## OBJECTIVE
Copy out every one of these lines word for word, leaving out the pictures.
>> start
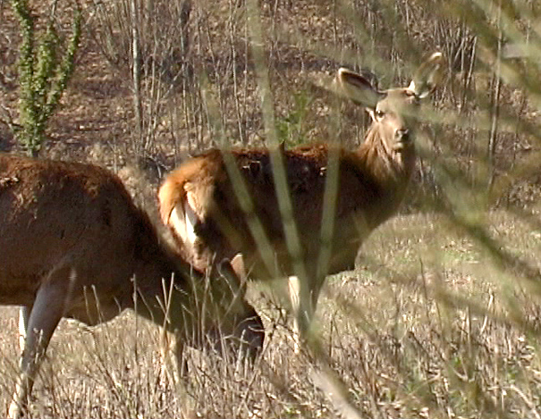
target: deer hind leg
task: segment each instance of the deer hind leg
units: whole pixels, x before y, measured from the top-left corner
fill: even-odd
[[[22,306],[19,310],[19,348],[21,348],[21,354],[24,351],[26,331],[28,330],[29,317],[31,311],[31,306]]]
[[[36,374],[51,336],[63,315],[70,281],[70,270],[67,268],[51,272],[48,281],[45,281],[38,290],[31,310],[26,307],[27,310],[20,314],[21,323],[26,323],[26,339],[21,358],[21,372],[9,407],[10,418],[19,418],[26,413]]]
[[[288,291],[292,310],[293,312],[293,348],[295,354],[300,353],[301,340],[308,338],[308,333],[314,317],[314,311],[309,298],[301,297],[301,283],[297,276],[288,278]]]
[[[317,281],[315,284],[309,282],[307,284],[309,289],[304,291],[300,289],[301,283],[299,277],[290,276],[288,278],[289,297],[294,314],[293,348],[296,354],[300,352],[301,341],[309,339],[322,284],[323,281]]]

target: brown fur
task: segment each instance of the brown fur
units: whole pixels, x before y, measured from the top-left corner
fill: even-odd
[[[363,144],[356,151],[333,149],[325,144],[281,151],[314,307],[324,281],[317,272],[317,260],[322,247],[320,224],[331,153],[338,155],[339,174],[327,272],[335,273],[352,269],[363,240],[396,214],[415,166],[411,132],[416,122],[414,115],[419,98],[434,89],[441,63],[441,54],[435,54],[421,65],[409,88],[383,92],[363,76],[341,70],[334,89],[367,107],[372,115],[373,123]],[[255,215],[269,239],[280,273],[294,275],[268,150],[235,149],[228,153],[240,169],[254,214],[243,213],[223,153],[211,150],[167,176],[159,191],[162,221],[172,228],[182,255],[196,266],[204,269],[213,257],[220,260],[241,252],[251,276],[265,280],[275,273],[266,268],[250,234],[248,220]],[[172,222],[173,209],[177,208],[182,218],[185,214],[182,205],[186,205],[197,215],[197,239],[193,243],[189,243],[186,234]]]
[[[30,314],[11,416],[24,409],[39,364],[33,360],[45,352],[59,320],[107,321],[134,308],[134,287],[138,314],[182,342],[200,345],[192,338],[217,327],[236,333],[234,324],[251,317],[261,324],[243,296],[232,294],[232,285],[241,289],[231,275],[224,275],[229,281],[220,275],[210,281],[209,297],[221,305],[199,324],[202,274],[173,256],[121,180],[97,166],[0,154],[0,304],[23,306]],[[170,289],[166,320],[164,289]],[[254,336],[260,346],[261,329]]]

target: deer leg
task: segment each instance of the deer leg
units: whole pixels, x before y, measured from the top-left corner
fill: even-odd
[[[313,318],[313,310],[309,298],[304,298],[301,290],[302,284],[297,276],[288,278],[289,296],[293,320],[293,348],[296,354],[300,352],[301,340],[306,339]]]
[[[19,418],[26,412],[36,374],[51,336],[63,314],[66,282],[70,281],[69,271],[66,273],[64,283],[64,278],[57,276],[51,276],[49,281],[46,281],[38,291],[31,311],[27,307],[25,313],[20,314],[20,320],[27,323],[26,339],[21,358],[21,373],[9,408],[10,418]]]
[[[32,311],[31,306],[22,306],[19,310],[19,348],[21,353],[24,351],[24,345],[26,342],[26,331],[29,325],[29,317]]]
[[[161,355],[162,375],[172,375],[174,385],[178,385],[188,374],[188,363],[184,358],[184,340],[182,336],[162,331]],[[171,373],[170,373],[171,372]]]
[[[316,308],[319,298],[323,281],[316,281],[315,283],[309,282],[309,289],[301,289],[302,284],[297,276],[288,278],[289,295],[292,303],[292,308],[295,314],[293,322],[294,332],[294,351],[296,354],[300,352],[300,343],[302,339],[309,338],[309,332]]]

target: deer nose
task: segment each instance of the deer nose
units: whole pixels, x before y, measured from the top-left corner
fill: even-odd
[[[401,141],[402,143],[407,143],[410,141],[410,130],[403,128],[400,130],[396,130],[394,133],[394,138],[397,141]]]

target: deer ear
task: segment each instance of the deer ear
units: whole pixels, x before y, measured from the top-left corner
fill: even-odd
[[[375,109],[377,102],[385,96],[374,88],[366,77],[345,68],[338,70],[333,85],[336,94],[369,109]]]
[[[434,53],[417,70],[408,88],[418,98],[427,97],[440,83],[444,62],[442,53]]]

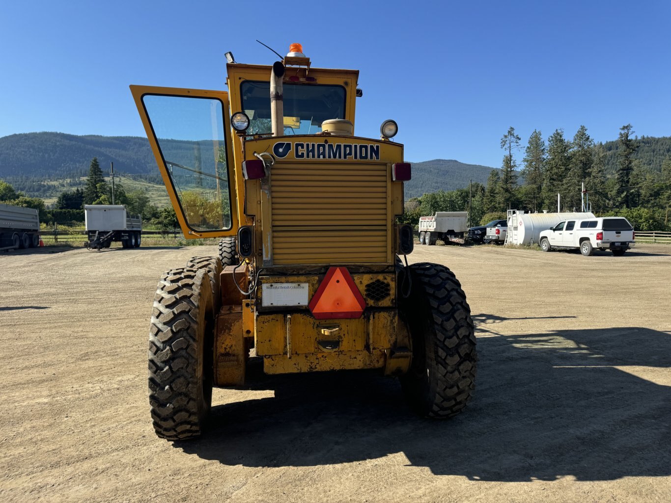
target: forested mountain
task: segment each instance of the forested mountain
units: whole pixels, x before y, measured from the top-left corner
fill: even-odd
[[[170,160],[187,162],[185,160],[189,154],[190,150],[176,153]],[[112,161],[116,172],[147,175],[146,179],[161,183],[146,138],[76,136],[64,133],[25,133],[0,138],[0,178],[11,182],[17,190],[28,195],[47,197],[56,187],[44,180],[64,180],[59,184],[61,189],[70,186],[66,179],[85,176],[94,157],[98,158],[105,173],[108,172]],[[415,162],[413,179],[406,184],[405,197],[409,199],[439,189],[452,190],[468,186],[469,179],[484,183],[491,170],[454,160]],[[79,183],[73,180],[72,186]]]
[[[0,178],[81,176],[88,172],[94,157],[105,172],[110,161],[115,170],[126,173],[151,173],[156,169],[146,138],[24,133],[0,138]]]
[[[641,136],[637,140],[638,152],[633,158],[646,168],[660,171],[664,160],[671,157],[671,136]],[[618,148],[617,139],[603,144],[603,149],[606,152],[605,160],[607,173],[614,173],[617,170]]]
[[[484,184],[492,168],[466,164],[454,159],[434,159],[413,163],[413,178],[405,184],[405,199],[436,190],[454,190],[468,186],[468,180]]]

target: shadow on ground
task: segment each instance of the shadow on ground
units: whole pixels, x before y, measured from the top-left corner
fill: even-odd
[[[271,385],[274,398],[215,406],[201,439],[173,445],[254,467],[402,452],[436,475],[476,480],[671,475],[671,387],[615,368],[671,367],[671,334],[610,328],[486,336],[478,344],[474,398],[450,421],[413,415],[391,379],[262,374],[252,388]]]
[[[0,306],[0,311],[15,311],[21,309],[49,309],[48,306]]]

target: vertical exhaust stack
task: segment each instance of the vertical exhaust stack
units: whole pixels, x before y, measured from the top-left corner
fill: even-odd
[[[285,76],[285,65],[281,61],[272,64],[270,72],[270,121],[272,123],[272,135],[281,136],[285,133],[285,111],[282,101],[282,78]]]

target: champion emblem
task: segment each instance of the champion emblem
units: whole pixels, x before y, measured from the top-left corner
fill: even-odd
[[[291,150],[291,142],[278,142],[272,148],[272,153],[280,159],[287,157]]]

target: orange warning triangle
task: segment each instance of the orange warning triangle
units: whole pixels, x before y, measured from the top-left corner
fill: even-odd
>> end
## SOLUTION FOR THIS EXERCISE
target: deer hind leg
task: segment each instance of the deer hind leg
units: whole pixels, x before y, measured from the top-left corner
fill: even-odd
[[[22,306],[19,310],[19,348],[21,348],[21,354],[24,351],[26,331],[28,330],[29,317],[31,311],[31,306]]]
[[[36,374],[51,336],[63,315],[70,281],[70,270],[67,268],[51,272],[48,281],[45,281],[38,290],[31,310],[26,307],[27,310],[20,314],[21,323],[26,323],[26,339],[21,358],[21,372],[9,407],[10,418],[19,418],[26,413]]]
[[[288,291],[292,310],[293,312],[293,348],[295,354],[300,353],[301,340],[308,338],[308,333],[314,317],[314,311],[309,298],[301,297],[301,283],[297,276],[288,278]]]
[[[317,281],[315,284],[309,282],[307,284],[309,289],[304,291],[300,289],[301,283],[299,277],[290,276],[288,278],[289,297],[294,314],[293,348],[296,354],[300,352],[301,341],[309,339],[322,284],[323,281]]]

target: brown fur
task: segment each instance of the brown fur
units: whole pixels, x before y, measured from the top-left corner
fill: even-odd
[[[363,144],[356,151],[333,149],[325,144],[281,151],[314,307],[324,281],[317,272],[317,260],[322,247],[320,224],[331,153],[338,155],[339,174],[327,272],[335,273],[352,269],[363,240],[396,214],[415,166],[411,132],[416,122],[414,115],[419,98],[434,89],[441,63],[441,54],[435,54],[421,65],[409,88],[383,92],[363,76],[341,70],[334,89],[367,107],[372,115],[373,123]],[[255,215],[269,239],[280,273],[294,275],[268,150],[235,149],[228,153],[240,169],[254,214],[243,213],[223,153],[211,150],[167,176],[159,191],[162,221],[172,228],[182,255],[196,266],[204,269],[213,257],[220,260],[241,252],[251,276],[265,280],[275,273],[266,268],[250,234],[248,220]],[[172,222],[173,209],[177,208],[182,218],[185,214],[182,205],[186,205],[197,215],[197,239],[193,243],[189,243],[186,234]]]
[[[30,314],[11,416],[24,409],[39,364],[33,360],[45,352],[59,320],[107,321],[134,308],[134,287],[138,314],[182,342],[200,345],[192,338],[217,327],[236,333],[234,324],[251,317],[261,324],[243,296],[232,294],[232,285],[241,289],[231,275],[224,275],[229,281],[220,275],[210,281],[209,297],[221,305],[199,324],[202,274],[173,256],[121,180],[97,166],[0,154],[0,304],[23,306]],[[170,289],[166,320],[164,289]],[[254,336],[260,346],[261,329]]]

target: deer leg
task: segment each instance of the deer leg
units: whole pixels, x before y, measured from the top-left corner
fill: even-odd
[[[313,318],[313,310],[309,298],[304,298],[301,290],[302,284],[297,276],[288,278],[289,296],[293,320],[293,348],[296,354],[300,352],[301,340],[306,339]]]
[[[19,418],[26,412],[36,374],[51,336],[63,314],[66,282],[70,281],[69,271],[66,273],[64,283],[64,278],[57,276],[51,276],[49,281],[46,281],[38,291],[31,311],[27,307],[25,313],[20,314],[20,320],[27,323],[26,339],[21,358],[21,373],[9,408],[10,418]]]
[[[32,311],[31,306],[22,306],[19,310],[19,348],[21,353],[24,351],[24,345],[26,342],[26,331],[29,325],[29,317]]]
[[[161,355],[162,375],[172,375],[174,385],[178,385],[188,374],[188,363],[184,358],[184,340],[182,336],[162,331]],[[171,373],[170,373],[171,372]]]
[[[316,308],[319,298],[323,281],[316,281],[315,283],[309,282],[309,289],[301,289],[302,284],[297,276],[288,278],[289,295],[292,303],[292,308],[295,314],[293,322],[294,332],[294,351],[296,354],[300,352],[300,343],[302,339],[309,338],[309,332]]]

target: deer nose
task: segment each instance of the deer nose
units: whole pixels, x before y, measured from the top-left corner
fill: even-odd
[[[401,141],[402,143],[407,143],[410,141],[410,130],[403,128],[400,130],[396,130],[394,133],[394,138],[397,141]]]

target: deer ear
task: segment each instance of the deer ear
units: whole pixels, x before y, measured from the top-left corner
fill: even-odd
[[[375,109],[377,102],[385,96],[374,88],[366,77],[345,68],[338,70],[333,85],[336,94],[369,109]]]
[[[434,53],[417,70],[408,88],[418,98],[427,97],[440,83],[444,62],[442,53]]]

target: forested mountain
task: segment each instance of the forested mountain
units: whole pixels, x before y, measured from the top-left corner
fill: even-odd
[[[170,160],[187,162],[185,160],[189,154],[190,150],[176,153]],[[112,161],[116,172],[147,175],[146,179],[161,183],[146,138],[76,136],[64,133],[25,133],[0,138],[0,178],[11,182],[17,190],[28,195],[47,197],[56,187],[44,180],[64,180],[59,184],[61,189],[70,186],[66,179],[85,176],[94,157],[98,158],[105,173],[108,172]],[[415,162],[413,179],[406,184],[405,197],[409,199],[439,189],[452,190],[468,186],[469,179],[484,183],[491,170],[454,160]],[[79,183],[73,180],[72,186]]]
[[[0,178],[81,176],[88,172],[94,157],[105,172],[110,161],[115,170],[126,173],[151,173],[156,169],[146,138],[24,133],[0,138]]]
[[[641,136],[637,140],[638,152],[633,158],[646,168],[660,171],[664,160],[671,157],[671,136]],[[618,148],[617,139],[603,144],[603,149],[606,152],[605,160],[607,173],[614,173],[617,170]]]
[[[484,184],[492,168],[466,164],[454,159],[434,159],[413,163],[413,178],[405,184],[405,199],[436,190],[454,190],[468,186],[468,180]]]

target: shadow on ground
task: segment each instance of the shadow on ground
units: whole pixels, x before y, measured from the top-left corner
fill: even-odd
[[[271,385],[274,398],[215,406],[201,439],[173,445],[254,467],[402,452],[436,475],[476,480],[671,475],[671,387],[615,368],[671,367],[671,334],[610,328],[486,336],[478,344],[474,398],[450,421],[413,415],[391,379],[262,374],[252,388]]]
[[[0,306],[0,311],[15,311],[21,309],[49,309],[48,306]]]

target: vertical exhaust stack
task: segment each instance of the vertical exhaust stack
units: whole pixels, x before y, measured from the top-left corner
fill: even-odd
[[[285,76],[285,65],[281,61],[272,64],[270,72],[270,121],[272,123],[272,135],[281,136],[285,133],[285,111],[282,101],[282,78]]]

target: champion emblem
task: segment each instance of the champion emblem
units: whole pixels, x before y, measured from the top-left corner
fill: even-odd
[[[291,150],[291,142],[278,142],[272,148],[272,153],[280,159],[287,157]]]

target: orange warning triangle
task: segment each instance of the orange warning triangle
units: whole pixels, x before y, measured from the top-left corner
fill: even-odd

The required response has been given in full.